» **Direction a**:
Please turn the lines of the rows between the line holding "segment: number 2 on jersey" and the line holding "[[310,309],[310,186],[118,247],[31,240],[0,242],[0,309]]", inclusive, into a Markdown table with the columns Row and Line. Leave out blank lines and include no other lines.

» **Text excerpt**:
----------------

The Company may not grant options under the Directors Option Plan
after the first business day of January 2010.  On January 2,
2003, the Company granted 60,000 options under this plan (10,000
each to Messrs. Bigar, Carver, Dunbar, Fodale, Philippin and
Sabin) at an exercise price of $2.14 per share, the market price
on the grant date.  On January 24, 2003, the Board extended the
exercisability of 40,000 options previously granted to Mr. Bigar
to January 24, 2006 (3 years after termination of his services as
a director).


     SECTION 16(A) BENEFICIAL OWNERSHIP REPORTING COMPLIANCE

     Section 16(a) of the Securities Exchange Act of 1934
(Exchange Act) requires the Company's directors and officers and
persons who own more than ten percent of the Company's Common
Stock to file reports of ownership and changes in ownership with
the Securities and Exchange Commission and the American Stock
Exchange.  SEC regulations require reporting persons to furnish
the Company with copies of all Section 16(a) forms they file.

     Based solely on its review of the copies of such reports
received or written representations from certain reporting
persons with respect to fiscal 2003, the Company believes that
all reporting persons complied with all applicable reporting
requirements.


         CERTAIN RELATIONSHIPS AND RELATED TRANSACTIONS

     In connection with the Securities and Exchange Commission's
private investigation captioned "In the Matter of Trading in the
Securities of Competitive Technologies, Inc." as of July 31,
2003, the Company has advanced $58,000 and accrued an additional
$40,000 in legal fees for Mr. Fodale.  As of July 31, 2003, the
Company has also paid or accrued additional sums for the
Company's current (excluding Mr. Fodale and Mr. Nano) and four
former directors' related legal fees in the matter.  Cumulative
fees for no current or former director (except Mr. Fodale)
individually exceeded $60,000 at July 31, 2003.  See Note 16 to
the Company's Consolidated Financial Statements in its Annual
Report to Shareholders or its Annual Report on Form 10-K for the
year ended July 31, 2003.

     The Company may receive reimbursement of certain of these
fees in excess of the deductible from its directors' and
officers' liability insurance policy.


      REPORT OF THE COMPENSATION AND STOCK OPTION COMMITTEE

     This report of the Compensation and Stock Option Committee
(the "Committee") shall not be deemed incorporated by reference
by any general statement incorporating the Proxy Statement by
reference into any filing under the Securities Act of 1933 or the
Securities Exchange Act of 1934 (the "Acts"), except to the
extent that the Company specifically incorporates this
information by reference, and shall not otherwise be deemed filed
under such Acts.

     The Committee is responsible for making recommendations to
the Company's Board of Directors concerning the compensation of
the Company's Chief Executive Officer and, based upon
recommendations received from the Company's Chief Executive
Officer, the compensation of the Company's other officers,
consistent with employment contracts where appropriate.

----------------

» **Supplied records**:
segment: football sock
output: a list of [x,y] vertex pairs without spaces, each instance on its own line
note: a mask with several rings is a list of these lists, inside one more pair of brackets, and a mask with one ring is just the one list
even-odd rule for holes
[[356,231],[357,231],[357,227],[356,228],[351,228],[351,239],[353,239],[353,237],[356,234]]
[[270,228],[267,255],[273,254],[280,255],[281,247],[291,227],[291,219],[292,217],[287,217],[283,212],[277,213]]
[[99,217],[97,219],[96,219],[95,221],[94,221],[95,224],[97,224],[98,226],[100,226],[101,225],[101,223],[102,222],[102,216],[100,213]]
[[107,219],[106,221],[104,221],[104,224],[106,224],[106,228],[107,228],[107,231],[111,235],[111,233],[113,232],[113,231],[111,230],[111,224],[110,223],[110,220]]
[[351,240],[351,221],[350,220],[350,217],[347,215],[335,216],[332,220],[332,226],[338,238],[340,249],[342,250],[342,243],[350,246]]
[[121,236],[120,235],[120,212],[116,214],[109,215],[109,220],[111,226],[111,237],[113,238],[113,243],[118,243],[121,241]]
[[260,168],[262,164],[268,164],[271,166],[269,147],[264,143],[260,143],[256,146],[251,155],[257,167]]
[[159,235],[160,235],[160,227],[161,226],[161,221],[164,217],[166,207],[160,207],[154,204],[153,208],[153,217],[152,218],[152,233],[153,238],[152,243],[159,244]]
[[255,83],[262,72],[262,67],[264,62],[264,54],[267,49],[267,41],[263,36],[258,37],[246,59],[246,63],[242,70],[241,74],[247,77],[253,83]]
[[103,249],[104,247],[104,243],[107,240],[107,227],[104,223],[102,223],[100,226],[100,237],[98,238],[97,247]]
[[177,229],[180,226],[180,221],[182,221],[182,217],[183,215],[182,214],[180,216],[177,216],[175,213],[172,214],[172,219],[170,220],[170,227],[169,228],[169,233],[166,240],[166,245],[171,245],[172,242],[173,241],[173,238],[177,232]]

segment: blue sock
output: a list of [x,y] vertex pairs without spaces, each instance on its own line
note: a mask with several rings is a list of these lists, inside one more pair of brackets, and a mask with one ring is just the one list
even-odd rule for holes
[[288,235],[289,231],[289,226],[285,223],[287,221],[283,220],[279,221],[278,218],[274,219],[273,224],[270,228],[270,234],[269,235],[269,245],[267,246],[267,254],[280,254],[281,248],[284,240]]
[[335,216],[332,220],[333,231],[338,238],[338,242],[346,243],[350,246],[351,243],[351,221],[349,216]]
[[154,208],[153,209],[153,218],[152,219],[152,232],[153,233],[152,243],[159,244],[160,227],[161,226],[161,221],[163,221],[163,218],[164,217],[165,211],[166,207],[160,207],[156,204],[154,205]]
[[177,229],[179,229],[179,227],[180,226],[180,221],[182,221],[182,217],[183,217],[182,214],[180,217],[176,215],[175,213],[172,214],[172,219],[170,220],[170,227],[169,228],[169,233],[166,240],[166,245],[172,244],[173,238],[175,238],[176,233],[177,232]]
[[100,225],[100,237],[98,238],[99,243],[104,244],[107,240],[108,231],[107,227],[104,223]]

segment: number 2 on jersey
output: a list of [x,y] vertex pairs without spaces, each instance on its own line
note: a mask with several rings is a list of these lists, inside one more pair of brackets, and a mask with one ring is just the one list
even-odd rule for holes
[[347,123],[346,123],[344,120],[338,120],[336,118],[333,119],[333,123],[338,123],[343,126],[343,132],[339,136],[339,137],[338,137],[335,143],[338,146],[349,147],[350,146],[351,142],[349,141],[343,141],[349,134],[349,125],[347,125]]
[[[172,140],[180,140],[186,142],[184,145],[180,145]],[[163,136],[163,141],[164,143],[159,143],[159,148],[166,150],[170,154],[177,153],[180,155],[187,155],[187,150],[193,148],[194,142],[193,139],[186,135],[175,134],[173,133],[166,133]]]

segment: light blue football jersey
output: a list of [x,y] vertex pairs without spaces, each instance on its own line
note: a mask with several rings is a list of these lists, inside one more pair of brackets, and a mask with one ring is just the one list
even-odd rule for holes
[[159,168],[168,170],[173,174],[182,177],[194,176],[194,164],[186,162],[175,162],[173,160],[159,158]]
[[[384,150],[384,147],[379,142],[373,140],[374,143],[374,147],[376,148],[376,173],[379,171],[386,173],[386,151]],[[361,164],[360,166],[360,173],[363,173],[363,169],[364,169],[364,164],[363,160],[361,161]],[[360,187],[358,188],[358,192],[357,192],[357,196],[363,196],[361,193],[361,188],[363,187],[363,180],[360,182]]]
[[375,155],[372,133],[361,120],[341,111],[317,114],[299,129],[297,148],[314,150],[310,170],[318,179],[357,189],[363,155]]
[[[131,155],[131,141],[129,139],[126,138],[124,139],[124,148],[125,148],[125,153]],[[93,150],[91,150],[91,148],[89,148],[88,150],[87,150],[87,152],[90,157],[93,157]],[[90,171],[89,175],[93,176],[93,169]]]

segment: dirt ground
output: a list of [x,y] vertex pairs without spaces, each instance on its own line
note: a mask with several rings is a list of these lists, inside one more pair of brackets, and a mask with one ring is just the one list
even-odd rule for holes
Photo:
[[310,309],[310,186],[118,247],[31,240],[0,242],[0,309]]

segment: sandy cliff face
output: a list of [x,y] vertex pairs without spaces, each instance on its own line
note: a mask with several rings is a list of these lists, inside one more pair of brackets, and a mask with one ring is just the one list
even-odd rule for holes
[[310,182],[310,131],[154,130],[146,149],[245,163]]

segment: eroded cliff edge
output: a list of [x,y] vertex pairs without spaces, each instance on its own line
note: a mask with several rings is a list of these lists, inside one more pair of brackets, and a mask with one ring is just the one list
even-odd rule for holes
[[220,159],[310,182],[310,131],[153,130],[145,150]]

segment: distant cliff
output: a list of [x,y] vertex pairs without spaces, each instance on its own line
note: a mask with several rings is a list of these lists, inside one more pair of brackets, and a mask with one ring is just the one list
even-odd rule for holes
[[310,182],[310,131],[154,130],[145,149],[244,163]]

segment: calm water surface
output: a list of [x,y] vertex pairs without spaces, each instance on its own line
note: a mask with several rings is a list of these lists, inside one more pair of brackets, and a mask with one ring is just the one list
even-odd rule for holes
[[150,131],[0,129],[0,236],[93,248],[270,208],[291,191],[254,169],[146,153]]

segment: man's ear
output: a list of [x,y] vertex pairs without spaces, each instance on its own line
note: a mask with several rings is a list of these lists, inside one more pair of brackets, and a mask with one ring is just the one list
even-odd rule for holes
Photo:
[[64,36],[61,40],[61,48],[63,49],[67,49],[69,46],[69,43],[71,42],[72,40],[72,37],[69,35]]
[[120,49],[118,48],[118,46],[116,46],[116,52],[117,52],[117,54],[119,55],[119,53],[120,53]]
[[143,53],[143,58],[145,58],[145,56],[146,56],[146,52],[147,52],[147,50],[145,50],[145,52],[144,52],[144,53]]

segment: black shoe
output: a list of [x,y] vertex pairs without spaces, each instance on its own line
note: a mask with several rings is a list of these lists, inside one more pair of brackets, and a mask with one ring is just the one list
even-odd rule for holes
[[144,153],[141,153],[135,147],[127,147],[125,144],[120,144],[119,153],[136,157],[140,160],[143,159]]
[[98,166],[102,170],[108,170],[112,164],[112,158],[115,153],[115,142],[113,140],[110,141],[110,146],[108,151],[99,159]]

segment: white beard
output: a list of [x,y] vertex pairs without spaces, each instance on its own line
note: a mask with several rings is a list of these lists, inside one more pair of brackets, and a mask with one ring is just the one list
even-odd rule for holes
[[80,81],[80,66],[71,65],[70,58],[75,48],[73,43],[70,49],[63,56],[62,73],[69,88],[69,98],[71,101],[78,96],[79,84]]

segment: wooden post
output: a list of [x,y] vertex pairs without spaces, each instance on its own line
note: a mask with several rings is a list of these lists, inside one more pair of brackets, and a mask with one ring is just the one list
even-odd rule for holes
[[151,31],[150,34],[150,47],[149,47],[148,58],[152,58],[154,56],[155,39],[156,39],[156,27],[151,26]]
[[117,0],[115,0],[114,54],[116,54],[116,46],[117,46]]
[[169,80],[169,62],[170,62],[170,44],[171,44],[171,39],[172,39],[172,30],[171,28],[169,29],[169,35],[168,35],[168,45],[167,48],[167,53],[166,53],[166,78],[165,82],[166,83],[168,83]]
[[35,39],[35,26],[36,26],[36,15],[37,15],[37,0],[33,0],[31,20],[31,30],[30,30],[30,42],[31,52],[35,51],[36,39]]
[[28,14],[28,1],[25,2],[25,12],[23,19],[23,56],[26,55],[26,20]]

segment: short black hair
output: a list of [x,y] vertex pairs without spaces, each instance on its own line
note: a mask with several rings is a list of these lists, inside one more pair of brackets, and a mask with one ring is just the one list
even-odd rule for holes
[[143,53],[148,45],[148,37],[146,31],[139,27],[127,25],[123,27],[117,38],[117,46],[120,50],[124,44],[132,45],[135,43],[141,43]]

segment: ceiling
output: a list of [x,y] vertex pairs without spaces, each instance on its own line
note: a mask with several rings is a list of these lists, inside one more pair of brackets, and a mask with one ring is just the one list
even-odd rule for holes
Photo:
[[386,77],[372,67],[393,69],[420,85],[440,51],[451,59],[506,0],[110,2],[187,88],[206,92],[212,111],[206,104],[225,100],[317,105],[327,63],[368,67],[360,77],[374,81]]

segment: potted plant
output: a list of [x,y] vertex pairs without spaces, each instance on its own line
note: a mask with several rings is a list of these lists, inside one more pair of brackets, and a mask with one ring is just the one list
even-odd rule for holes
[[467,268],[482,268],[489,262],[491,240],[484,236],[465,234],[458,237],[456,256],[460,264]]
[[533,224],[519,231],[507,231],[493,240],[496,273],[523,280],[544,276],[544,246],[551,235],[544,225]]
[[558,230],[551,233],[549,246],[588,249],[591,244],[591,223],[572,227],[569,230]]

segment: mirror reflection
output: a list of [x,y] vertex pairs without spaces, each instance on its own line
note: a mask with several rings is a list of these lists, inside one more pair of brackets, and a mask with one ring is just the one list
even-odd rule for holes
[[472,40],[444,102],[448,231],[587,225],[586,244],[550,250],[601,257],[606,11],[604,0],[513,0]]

----------------

» **Direction b**:
Extend the proxy statement text past its last sentence.

» **Expected answer a**:
| Row | Line |
|---|---|
| 1 | segment: number 2 on jersey |
| 2 | output: a list of [x,y] vertex pairs without spaces, each instance on its own line |
| 3 | note: a mask with several rings is a list of these lists, inside one more pair of brackets, and a mask with one ring is just the one list |
| 4 | even-odd rule for holes |
| 5 | [[347,123],[346,123],[344,120],[338,120],[336,118],[333,119],[333,123],[338,123],[343,126],[343,132],[339,136],[339,137],[338,137],[335,143],[338,146],[349,147],[350,146],[351,142],[349,141],[343,141],[349,134],[349,125],[347,125]] |
| 6 | [[[172,140],[180,140],[186,142],[184,145],[180,145]],[[163,136],[163,141],[164,143],[159,143],[159,148],[166,150],[170,154],[177,153],[180,155],[187,155],[187,150],[193,148],[194,142],[193,139],[186,135],[175,134],[173,133],[166,133]]] |
| 7 | segment: light blue football jersey |
| 8 | output: a list of [x,y] vertex pairs without spaces, each instance on its own line |
| 9 | note: a mask with several rings is a list of these lists, inside one more pair of brackets, and a mask with one ring is just the one list |
| 10 | even-odd rule for holes |
| 11 | [[159,168],[168,170],[173,174],[182,177],[194,176],[194,164],[186,162],[175,162],[173,160],[159,158]] |
| 12 | [[[384,150],[384,147],[379,142],[373,140],[374,143],[374,147],[376,148],[376,173],[379,171],[386,173],[386,151]],[[361,164],[360,166],[360,173],[363,173],[363,169],[364,169],[364,164],[363,160],[361,161]],[[360,187],[358,188],[358,192],[357,192],[357,196],[363,196],[361,193],[361,188],[363,187],[363,180],[360,182]]] |
| 13 | [[375,155],[372,133],[361,120],[341,111],[317,114],[299,129],[297,148],[314,150],[310,170],[318,179],[357,189],[363,155]] |
| 14 | [[[131,155],[131,141],[129,139],[126,138],[124,139],[124,148],[125,148],[125,153]],[[93,150],[91,150],[91,148],[89,148],[88,150],[87,150],[87,152],[90,157],[93,157]],[[90,171],[89,175],[93,176],[93,169]]] |
| 15 | segment: dirt ground |
| 16 | output: a list of [x,y] vertex pairs without spaces, each instance on its own line |
| 17 | note: a mask with several rings is a list of these lists, inside one more pair of brackets, and a mask with one ring is just the one list |
| 18 | even-odd rule for holes |
| 19 | Photo: |
| 20 | [[310,309],[310,186],[118,247],[31,240],[0,242],[0,309]] |

» **Expected answer b**:
     The Company's compensation program consists of salary,
performance bonus and stock options, which are generally reviewed
annually.  The overall executive compensation philosophy is that
compensation should be aligned with and support the Company's
business strategy and long-term goals.  The Company believes it
is essential to maintain an executive compensation program that
provides overall compensation competitive with that paid
executives with comparable qualifications and experience.  This
is critical to attract and retain competent executives.

     In fiscal 2003, the Committee awarded Mr. McPike a $10,000
discretionary bonus.

     The Company intends that its annual incentive compensation
plan reward employees for achieving specific levels of
profitability.  It provides that the greater of annual bonus
incentive or commission awards be paid in cash.  Annual bonus
incentive awards are tied to the Company's financial performance
and the individual's performance in achieving their goals.  The
targeted annual bonus incentive award is a percentage of the
participant's salary.  The Compensation Committee may also make
special awards.  The Company designed its commission plan to
encourage staff and consultants to generate ongoing new business
revenues.  Awards are at the discretion of the Compensation
Committee.  In fiscal 2003, the Company accrued $50,000 for
annual bonus incentive awards for employees other than the
Specified Executives.

     The Committee determines options to be granted under the
Company's 1997 Option Plan. This plan provides additional
incentive to maximize stockholder value.  The plan may also
utilize vesting periods to encourage option recipients to
continue in the employ of the Company.  The Company grants stock
options to its executive officers and additional key employees.
No stock options were granted under this plan during fiscal 2003.

            Compensation and Stock Option Committee:

                 Charles J. Philippin (Chairman)
                        Richard E. Carver
                      George W. Dunbar, Jr.


                  REPORT OF THE AUDIT COMMITTEE

     The Audit Committee reviewed and discussed the Company's
audited financial statements as of and for the year ended July
31, 2003 with management.

     The Audit Committee discussed with the independent
accountants, BDO Seidman, LLP, (see also "Independent Public
Accountants" below) the matters required to be discussed by
Statement on Auditing Standards No. 61, "Communication with Audit
Committees," as issued, modified or supplemented.

     The Audit Committee received the written disclosures and the
letter from the independent accountants, BDO Seidman, LLP,
required by Independence Standards Board Standard No. 1,
"Independence Discussions with Audit Committees," as issued,
modified or supplemented.  The Audit Committee discussed with the
independent accountants, BDO Seidman, LLP, their independence from
management and from the Company.

     Based on the reviews and discussions referred to in the
foregoing paragraphs, the Audit Committee recommended to the
Board of Directors that the audited financial statements as of
and for the year ended July 31, 2003 be included in the Company's
annual report on Form 10-K for the year ended July 31, 2003.

                        Audit Committee:

                    John M. Sabin (Chairman)
                        Richard E. Carver
                      George W. Dunbar, Jr.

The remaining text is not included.